**Work to do:**
Copy out each of the following lines word for word.

**Data in this exercise:**
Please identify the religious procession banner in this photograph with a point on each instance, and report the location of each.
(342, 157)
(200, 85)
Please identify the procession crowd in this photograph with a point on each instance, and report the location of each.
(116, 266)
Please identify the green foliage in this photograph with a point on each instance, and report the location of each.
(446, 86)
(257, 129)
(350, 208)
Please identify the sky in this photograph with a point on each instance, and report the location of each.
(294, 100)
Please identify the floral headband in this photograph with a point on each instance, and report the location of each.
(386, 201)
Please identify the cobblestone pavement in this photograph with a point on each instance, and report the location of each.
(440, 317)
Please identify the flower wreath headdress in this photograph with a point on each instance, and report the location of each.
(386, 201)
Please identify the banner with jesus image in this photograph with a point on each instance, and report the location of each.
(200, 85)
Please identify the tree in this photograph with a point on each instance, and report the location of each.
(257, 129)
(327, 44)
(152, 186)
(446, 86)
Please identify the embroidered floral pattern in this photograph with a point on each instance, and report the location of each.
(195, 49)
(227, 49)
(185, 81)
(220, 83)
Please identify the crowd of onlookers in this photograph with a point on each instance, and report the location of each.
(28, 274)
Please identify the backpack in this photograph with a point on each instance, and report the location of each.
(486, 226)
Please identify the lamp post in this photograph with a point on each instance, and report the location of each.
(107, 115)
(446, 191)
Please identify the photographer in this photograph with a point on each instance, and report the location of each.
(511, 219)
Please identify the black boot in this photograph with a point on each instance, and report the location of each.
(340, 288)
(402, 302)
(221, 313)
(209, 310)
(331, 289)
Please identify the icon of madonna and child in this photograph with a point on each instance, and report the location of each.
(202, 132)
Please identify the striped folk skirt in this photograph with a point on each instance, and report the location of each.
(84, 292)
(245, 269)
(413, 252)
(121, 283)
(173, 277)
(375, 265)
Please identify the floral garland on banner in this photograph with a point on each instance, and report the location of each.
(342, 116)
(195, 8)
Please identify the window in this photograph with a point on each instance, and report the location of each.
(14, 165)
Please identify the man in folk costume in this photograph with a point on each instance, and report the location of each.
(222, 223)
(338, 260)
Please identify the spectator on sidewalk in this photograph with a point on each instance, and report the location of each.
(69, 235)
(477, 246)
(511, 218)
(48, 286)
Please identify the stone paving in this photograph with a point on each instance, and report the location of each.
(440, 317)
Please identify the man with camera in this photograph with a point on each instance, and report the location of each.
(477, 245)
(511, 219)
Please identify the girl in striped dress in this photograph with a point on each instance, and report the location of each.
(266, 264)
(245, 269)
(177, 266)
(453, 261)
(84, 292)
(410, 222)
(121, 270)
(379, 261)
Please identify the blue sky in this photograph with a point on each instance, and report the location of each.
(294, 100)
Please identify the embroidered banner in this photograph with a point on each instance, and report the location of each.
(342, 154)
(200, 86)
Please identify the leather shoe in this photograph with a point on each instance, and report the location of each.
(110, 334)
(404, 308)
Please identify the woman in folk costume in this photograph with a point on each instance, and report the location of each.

**Complete answer:**
Please identify the religious procession banner in this photograph with a point on each instance, and report the location of each.
(342, 157)
(200, 85)
Please identify the procession crowd in this photograph with a point on each instance, and report the location of each.
(116, 266)
Please identify the green foliage in this photograph with a point on each instance, and report the location of each.
(446, 86)
(257, 129)
(350, 208)
Please identify the sky in this photograph with a point on each instance, and report the location of each.
(294, 100)
Please identify the floral headband in this photograph with a point on each instance, and report the location of each.
(386, 201)
Please identify the cobblestone pavement in this photograph with a point on each instance, and report the location of each.
(440, 317)
Please identify the flower wreath headdress in this photograph with a point on each instance, and report the location of each.
(386, 201)
Please identify the banner with jesus image in this photograph with a point on each instance, and report the location of each.
(200, 85)
Please identify the tree in this photograph with a point on each instance, and report the location of each.
(257, 129)
(327, 44)
(152, 186)
(446, 86)
Please identify the embroidered floral pattern in this photograph with a point on each instance, and report the location of each.
(195, 49)
(227, 49)
(185, 81)
(220, 83)
Please identify the crowd of onlookers in this photograph with a point on each instance, and report the location of each.
(28, 274)
Please identify the backpack in this photograph with a point on each instance, and report the location of each.
(486, 226)
Please identify the lamp post in this photograph with a point on each instance, and report the location of each.
(107, 115)
(446, 191)
Please identify the photographer in this photograph with a point on each instance, and report the location of each.
(511, 219)
Please identify the black boot in this photograph with a point on each instance, and report the location of each.
(340, 288)
(402, 302)
(221, 313)
(209, 310)
(331, 289)
Please identify the icon of madonna and child in this photograph with a point on each instance, and report the location of each.
(202, 132)
Please identify the striped folk skirt in this photograph with a point on each instance, and report the location of each.
(84, 292)
(245, 269)
(413, 252)
(121, 283)
(173, 277)
(375, 265)
Please identify the floral garland on banner in this photograph with a point on each instance, and report the location of each.
(342, 116)
(195, 8)
Please identify the window in this photograph with a point on each instance, and report the location of each.
(14, 165)
Please identify the man in folk costume in this photograph with a point on each instance, and report the location of each.
(222, 223)
(338, 260)
Please identify the spectator on sidewalk in this photograph with a point on each instance, and report the location of each.
(69, 235)
(477, 246)
(511, 218)
(48, 286)
Please identify the stone paving in this photograph with a point on each instance, and report the location of each.
(440, 317)
Please identify the man with camera in this photograph with a point on each instance, and report the location of each.
(477, 245)
(511, 219)
Please identify the girl in striped dress in this photograph with a point on each instance, and report the location of each.
(266, 264)
(245, 269)
(177, 266)
(453, 261)
(84, 292)
(410, 222)
(121, 270)
(379, 261)
Please identify the blue sky in this photograph with a point on each instance, and report the location of each.
(294, 100)
Please identify the embroidered banner in this photograph with a point on each instance, and report the location of each.
(342, 154)
(200, 86)
Please identify the leather shoe in this photograph with a point on each instance, and report the location of each.
(110, 334)
(404, 308)
Please identify the woman in folk costume in this photograph with a point on each instance, and report the location of each.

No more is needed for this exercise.